In developing countries, people are now more likely to have access to a mobile phone than clean water, making cellular based technology the only viable medium for collecting, aggregating, and communicating local data so that it can be turned into useful information.

UMBC Computer Science and Electrical Engineering
Ph.D. Dissertation Proposal

Paper form digitization for information systems strengthening and socio-economic development in developing countries

Huguens Jean

3:00pm Tuesday, 5 March 2013, ITE346, UMBC

In developing countries, people are now more likely to have access to a mobile phone than clean water, making cellular based technology the only viable medium for collecting, aggregating, and communicating local data so that it can be turned into useful information. While mobile phones have found broad application in reporting health, financial, and environmental data, many data collection methods still suffer from delays, inefficiency and difficulties maintaining quality. In environments with insufficient IT support and infrastructure, and among populations with limited education and experience with technology, paper forms rather than electronic methods remain the predominant means for data collection. To meet the digitization needs of paper driven data collection practices, this thesis proposes the development and study of a software platform that automatically converts unknown paper forms into digital structured data and uses human intelligence when necessary to improve its performance.

[DATA LISTING]:

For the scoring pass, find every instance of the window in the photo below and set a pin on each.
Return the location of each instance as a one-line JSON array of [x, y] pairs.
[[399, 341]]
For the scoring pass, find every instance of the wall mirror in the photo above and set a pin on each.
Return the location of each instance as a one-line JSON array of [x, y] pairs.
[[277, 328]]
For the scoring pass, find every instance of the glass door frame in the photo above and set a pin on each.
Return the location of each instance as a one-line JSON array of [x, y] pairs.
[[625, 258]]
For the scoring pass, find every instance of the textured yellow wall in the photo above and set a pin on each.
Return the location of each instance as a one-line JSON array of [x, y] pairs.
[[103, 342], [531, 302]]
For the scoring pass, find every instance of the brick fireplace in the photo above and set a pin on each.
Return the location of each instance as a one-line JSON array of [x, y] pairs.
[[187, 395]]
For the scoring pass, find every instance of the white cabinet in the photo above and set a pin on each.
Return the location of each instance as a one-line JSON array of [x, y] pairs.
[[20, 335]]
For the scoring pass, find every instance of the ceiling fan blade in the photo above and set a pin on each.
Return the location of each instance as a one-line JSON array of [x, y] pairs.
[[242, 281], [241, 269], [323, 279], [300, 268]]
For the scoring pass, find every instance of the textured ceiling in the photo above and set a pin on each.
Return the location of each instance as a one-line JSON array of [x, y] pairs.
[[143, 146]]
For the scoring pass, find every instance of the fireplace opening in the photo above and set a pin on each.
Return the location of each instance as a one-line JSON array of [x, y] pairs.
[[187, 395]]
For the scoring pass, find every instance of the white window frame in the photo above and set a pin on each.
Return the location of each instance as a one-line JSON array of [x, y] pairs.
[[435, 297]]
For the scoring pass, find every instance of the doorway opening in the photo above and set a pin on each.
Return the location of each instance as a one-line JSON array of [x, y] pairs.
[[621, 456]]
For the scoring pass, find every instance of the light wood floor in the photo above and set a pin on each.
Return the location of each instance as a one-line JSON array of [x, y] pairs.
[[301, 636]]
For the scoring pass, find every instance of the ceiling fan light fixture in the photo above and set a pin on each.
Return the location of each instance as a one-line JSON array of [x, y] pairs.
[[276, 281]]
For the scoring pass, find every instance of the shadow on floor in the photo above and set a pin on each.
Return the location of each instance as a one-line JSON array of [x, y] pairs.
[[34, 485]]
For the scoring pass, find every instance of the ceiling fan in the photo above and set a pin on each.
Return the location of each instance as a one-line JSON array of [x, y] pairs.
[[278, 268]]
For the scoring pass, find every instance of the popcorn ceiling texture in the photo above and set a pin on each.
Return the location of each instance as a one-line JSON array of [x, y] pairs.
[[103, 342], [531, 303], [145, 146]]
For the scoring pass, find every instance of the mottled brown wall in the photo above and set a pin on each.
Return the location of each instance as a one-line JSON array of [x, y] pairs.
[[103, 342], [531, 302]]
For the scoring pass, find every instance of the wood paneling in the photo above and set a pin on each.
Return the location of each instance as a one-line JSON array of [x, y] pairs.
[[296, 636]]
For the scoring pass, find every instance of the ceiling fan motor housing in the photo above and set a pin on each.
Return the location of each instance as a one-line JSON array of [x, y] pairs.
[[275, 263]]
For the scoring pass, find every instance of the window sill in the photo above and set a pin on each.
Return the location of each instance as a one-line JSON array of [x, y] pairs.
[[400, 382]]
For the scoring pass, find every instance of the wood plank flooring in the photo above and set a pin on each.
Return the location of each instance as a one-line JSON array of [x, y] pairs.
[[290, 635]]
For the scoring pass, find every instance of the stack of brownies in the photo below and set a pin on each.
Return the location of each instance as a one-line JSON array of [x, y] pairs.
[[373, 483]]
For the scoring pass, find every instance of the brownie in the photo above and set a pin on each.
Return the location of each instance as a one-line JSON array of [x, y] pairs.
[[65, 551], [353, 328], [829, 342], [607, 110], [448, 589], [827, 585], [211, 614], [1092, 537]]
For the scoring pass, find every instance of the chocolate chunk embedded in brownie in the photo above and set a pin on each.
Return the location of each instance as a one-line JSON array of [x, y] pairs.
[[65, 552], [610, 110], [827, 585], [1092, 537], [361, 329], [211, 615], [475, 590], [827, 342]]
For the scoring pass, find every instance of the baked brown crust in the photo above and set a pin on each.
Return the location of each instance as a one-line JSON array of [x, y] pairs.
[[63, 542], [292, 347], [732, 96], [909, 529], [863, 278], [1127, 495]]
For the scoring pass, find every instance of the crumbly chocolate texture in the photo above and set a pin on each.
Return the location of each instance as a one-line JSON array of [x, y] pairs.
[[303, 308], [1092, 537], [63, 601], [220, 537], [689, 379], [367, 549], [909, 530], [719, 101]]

[SHORT TASK 1]: In the dissertation proposal on paper form digitization, what does the proposed software platform automatically convert unknown paper forms into?
[SHORT TASK 2]: Carry on writing the dissertation proposal on paper form digitization, beginning after its final sentence.

[TASK RESULT 1]: Digital structured data.

[TASK RESULT 2]:
We begin by identifying a high-level system architecture for dealing with infrastructure constraints and human resources limitations. We then break the architecture into its integral pieces and organize them into three distinct functional and interacting stages: data collection, data conversion, and crowdsourcing. In the collection phase, we focus on visually detecting structurally identical form instances and transmitting the images of their raw input data to a remote server. During this phase, we present a novel framework for identifying specific form types by generating a multipart template for unknown forms and decomposing the form identification problem into three distinct tasks: similar image retrieval, learning, and duplicate matching. The conversion phase uses a mixture of Optical Character Recognition (OCR) and human annotations techniques to convert images into digital information and group structurally identical forms in their respective database table. In crowdsourcing, we investigates how to use low-end smartphones for collecting training information to improve OCR related tasks and verify the accuracy of converted input values. We pay special emphasis on identifying natural interaction forms that lower the technical and knowledge threshold for local residents. Furthermore, because crowdsourcing can also provide money to the mobile workers of its micro-tasking platform, we concurrently explore how systems that facilitate collaboration between humans and machines for improving the quality of intelligent information systems can be used a vehicle for delivering socioeconomic opportunities to developing countries.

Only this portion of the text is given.